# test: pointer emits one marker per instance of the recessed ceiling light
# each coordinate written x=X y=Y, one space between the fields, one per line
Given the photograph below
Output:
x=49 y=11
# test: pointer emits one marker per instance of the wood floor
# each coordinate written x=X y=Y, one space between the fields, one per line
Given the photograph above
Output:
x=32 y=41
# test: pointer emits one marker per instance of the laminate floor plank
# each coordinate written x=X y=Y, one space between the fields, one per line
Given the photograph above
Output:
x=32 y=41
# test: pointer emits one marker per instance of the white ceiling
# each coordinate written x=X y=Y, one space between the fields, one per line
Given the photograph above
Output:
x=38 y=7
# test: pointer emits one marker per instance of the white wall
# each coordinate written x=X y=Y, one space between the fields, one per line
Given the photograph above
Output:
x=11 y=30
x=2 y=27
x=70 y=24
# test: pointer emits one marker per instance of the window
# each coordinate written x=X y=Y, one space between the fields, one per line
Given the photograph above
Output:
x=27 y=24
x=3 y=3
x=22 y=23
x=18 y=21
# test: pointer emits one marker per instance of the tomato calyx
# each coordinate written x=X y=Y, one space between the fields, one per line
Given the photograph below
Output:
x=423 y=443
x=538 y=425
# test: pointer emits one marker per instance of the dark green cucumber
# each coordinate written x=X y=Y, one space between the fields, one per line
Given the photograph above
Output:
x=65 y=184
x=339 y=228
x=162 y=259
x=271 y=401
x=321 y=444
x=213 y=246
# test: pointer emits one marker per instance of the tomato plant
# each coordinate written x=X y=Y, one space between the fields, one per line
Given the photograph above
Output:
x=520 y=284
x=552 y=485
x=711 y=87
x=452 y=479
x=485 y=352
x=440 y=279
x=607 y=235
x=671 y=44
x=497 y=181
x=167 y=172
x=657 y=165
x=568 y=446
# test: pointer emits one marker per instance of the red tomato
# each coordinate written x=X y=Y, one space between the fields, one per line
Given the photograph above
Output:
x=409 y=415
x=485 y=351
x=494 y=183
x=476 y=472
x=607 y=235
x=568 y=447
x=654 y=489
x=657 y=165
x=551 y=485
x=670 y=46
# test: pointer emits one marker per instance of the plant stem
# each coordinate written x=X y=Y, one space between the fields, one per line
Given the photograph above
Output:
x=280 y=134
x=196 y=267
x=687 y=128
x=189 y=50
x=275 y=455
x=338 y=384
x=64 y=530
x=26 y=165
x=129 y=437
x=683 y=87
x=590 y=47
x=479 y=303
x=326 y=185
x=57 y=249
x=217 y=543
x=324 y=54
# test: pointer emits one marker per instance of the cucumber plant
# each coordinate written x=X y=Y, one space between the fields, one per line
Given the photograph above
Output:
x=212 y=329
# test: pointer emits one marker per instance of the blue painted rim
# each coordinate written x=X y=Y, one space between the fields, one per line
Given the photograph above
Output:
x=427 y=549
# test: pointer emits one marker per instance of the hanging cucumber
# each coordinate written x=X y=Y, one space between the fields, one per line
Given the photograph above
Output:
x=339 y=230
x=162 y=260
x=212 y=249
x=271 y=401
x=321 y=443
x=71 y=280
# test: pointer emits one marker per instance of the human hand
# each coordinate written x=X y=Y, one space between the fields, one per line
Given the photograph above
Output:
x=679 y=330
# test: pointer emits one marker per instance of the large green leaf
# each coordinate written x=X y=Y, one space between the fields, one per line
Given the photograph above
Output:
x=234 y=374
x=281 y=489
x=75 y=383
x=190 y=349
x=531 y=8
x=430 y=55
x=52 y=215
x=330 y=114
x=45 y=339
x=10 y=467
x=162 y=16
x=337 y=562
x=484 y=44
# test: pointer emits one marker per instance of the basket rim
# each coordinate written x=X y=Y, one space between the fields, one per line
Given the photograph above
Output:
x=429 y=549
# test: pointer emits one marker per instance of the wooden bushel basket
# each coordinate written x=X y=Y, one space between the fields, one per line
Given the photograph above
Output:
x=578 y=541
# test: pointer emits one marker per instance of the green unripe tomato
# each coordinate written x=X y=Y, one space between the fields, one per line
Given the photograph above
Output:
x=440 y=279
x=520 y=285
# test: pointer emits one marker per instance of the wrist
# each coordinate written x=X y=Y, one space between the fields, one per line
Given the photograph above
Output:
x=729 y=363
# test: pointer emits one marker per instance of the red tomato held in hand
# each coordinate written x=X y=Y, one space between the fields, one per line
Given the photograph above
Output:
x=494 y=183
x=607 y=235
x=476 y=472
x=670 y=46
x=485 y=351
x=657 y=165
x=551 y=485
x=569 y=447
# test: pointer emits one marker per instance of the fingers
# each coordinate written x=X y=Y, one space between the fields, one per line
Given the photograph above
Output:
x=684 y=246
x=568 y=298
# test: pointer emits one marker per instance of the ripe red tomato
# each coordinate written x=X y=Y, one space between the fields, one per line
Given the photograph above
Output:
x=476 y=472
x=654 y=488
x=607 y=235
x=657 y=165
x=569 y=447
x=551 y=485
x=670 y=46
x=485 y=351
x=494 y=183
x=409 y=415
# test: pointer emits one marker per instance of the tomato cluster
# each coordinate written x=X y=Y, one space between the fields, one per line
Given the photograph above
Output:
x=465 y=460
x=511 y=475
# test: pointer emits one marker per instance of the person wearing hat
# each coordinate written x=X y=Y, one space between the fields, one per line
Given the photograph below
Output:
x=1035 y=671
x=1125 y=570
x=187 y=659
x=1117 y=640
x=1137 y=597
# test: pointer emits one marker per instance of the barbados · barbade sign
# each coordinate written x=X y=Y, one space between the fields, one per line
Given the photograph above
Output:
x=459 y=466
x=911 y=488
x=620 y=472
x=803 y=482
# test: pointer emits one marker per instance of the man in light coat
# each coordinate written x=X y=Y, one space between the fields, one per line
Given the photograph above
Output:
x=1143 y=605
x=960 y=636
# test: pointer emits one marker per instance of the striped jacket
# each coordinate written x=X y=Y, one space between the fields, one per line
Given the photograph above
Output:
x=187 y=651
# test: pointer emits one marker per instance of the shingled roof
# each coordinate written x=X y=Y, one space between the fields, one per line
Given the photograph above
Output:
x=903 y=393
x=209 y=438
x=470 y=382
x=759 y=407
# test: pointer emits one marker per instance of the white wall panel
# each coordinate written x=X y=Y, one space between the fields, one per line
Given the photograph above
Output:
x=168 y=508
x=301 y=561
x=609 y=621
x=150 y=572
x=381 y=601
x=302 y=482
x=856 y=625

※ ※ ※

Everything in the listing must be reproduced exactly; please include every line.

# test: pointer emits one marker per instance of the recessed ceiling light
# each coordinate written x=X y=Y, one space between the fields, one per line
Given the photograph below
Output:
x=49 y=11
# test: pointer emits one marker per instance of the wood floor
# each coordinate written x=X y=Y, one space between the fields, one per line
Given the photograph above
Output:
x=32 y=41
# test: pointer emits one marker per instance of the laminate floor plank
# each coordinate written x=X y=Y, one space between the fields, one per line
Given the photograph above
Output:
x=32 y=41
# test: pointer emits one marker per instance of the white ceiling
# each coordinate written x=X y=Y, one space between the fields, one per line
Given the photograph above
Output:
x=38 y=7
# test: pointer emits one marker per instance of the white wall
# each coordinate written x=X y=Y, one space between the fields, one per line
Given the photograph above
Output:
x=11 y=30
x=2 y=27
x=70 y=24
# test: pointer emits one marker per instance of the window
# each coordinate written x=X y=Y, one space between the fields, one per line
Given the photograph above
Output:
x=27 y=24
x=3 y=3
x=22 y=23
x=18 y=21
# test: pointer emits one marker per instance of the tomato calyx
# each coordinate written x=X y=Y, one space between the fields, one per line
Given the photograph below
Output:
x=423 y=443
x=538 y=425
# test: pointer emits one marker per instance of the dark green cucumber
# each coordinate written x=X y=Y, one space between the fields, one per line
Given the photograph above
Output:
x=65 y=184
x=339 y=228
x=162 y=259
x=271 y=401
x=321 y=444
x=213 y=246
# test: pointer emits one marker per instance of the tomato plant
# each coordinate written x=X y=Y, one space between the fields, one per line
Given the photograph above
Output:
x=520 y=284
x=552 y=485
x=711 y=87
x=452 y=479
x=485 y=352
x=440 y=279
x=607 y=235
x=671 y=44
x=497 y=181
x=167 y=172
x=657 y=165
x=568 y=446
# test: pointer emits one marker per instance of the red tomato
# each coordinate written x=X y=Y, one space between the fields, one per line
Given the photograph above
Output:
x=409 y=415
x=485 y=351
x=494 y=183
x=476 y=472
x=607 y=235
x=568 y=447
x=654 y=489
x=657 y=165
x=551 y=485
x=670 y=46
# test: pointer emits one marker per instance of the plant stem
# each coordinate written x=X y=Y, one space between the fields, one per line
Given the photograph above
Output:
x=280 y=134
x=196 y=267
x=687 y=128
x=189 y=50
x=275 y=455
x=338 y=384
x=64 y=530
x=26 y=165
x=129 y=437
x=683 y=87
x=590 y=47
x=479 y=303
x=326 y=185
x=57 y=249
x=217 y=543
x=324 y=54
# test: pointer emits one marker per instance of the cucumber plant
# each coordinate written x=X y=Y, one space between the fields, one per line
Given the photograph above
Output:
x=212 y=329
# test: pointer emits one marker per instance of the blue painted rim
# each coordinate written x=X y=Y, one space between the fields, one per line
Given the photograph above
Output:
x=427 y=549
# test: pointer emits one marker per instance of the hanging cucumber
# each coordinate written x=X y=Y, one space between the fields, one per line
Given the photograph above
Output:
x=339 y=230
x=162 y=260
x=212 y=249
x=271 y=401
x=321 y=443
x=71 y=280
# test: pointer emits one marker per instance of the human hand
# each coordinate written x=X y=Y, one space between the fields, one per line
Given the photograph above
Output:
x=679 y=330
# test: pointer emits one marker per instance of the large green leaf
# each coordinate written x=X y=Y, one space between the fields, one per line
Given the photograph above
Output:
x=234 y=374
x=281 y=489
x=75 y=383
x=190 y=349
x=531 y=8
x=430 y=55
x=52 y=215
x=330 y=114
x=45 y=339
x=10 y=467
x=162 y=16
x=337 y=562
x=484 y=44
# test: pointer emits one marker per instance of the basket rim
# each coordinate written x=X y=Y, one space between the fields, one per line
Given the photograph above
Output:
x=429 y=549
# test: pointer emits one marker per instance of the wooden bushel basket
# each coordinate written x=X y=Y, one space between the fields, one per line
Given the photograph above
Output:
x=578 y=541
# test: pointer emits one marker per instance of the green unripe tomato
# each coordinate written x=X y=Y, one space between the fields, one per line
Given the photograph above
Output:
x=440 y=279
x=520 y=285
# test: pointer emits one marker per instance of the wrist
# each coordinate written x=X y=Y, one space between the fields, one per line
Given the photograph above
Output:
x=729 y=363
# test: pointer emits one marker per instance of the red tomato held in hand
# each coordinate written x=X y=Y, one space between the fields, one per line
Given the photograph above
Output:
x=494 y=183
x=607 y=235
x=476 y=472
x=670 y=46
x=485 y=351
x=657 y=165
x=551 y=485
x=569 y=447
# test: pointer emits one marker per instance of the fingers
# each coordinate written x=X y=Y, one space between the fields, one per line
Given the photograph above
Output:
x=684 y=246
x=568 y=298
# test: pointer emits one marker per instance of the ripe red tomato
# each coordinate written x=X y=Y, one space between the fields, one per line
Given the photograph above
Output:
x=476 y=472
x=654 y=488
x=607 y=235
x=657 y=165
x=569 y=447
x=551 y=485
x=670 y=46
x=485 y=351
x=494 y=183
x=409 y=415
# test: pointer emits one marker per instance of the tomato cluster
# each coordinate written x=X y=Y, one space between the fields, one per line
Given the photograph above
Output:
x=465 y=460
x=511 y=475
# test: pointer emits one marker per instance of the person wearing hat
# each coordinate written x=X y=Y, one space between the fields, one per line
Given the photograph below
Output:
x=1035 y=671
x=1125 y=570
x=187 y=659
x=1117 y=640
x=1137 y=597
# test: pointer emits one marker per instance of the barbados · barbade sign
# each coordinate written x=X y=Y, one space between the fields, one per line
Given the photograph above
Output:
x=459 y=466
x=911 y=488
x=620 y=472
x=803 y=482
# test: pointer emits one marker per instance of the man in light coat
# each coordinate written x=X y=Y, one space between the fields, one per line
Given the photograph above
Output:
x=1143 y=605
x=960 y=636
# test: pointer emits one marker per instance of the striped jacket
# each coordinate written x=X y=Y, one space between the fields, one per line
Given the photograph above
Output:
x=187 y=651
# test: pointer emits one marker per instance of the shingled roof
# each coordinate written x=X y=Y, one space between the fields, one per line
Given the photograph above
Output:
x=903 y=393
x=209 y=438
x=470 y=382
x=759 y=407
# test: pointer emits one marker per instance of the white wall panel
# each coordinate written x=X y=Y, one space between the fields, one per line
Given the photograph above
Output:
x=168 y=508
x=301 y=561
x=609 y=621
x=150 y=572
x=381 y=601
x=302 y=482
x=856 y=625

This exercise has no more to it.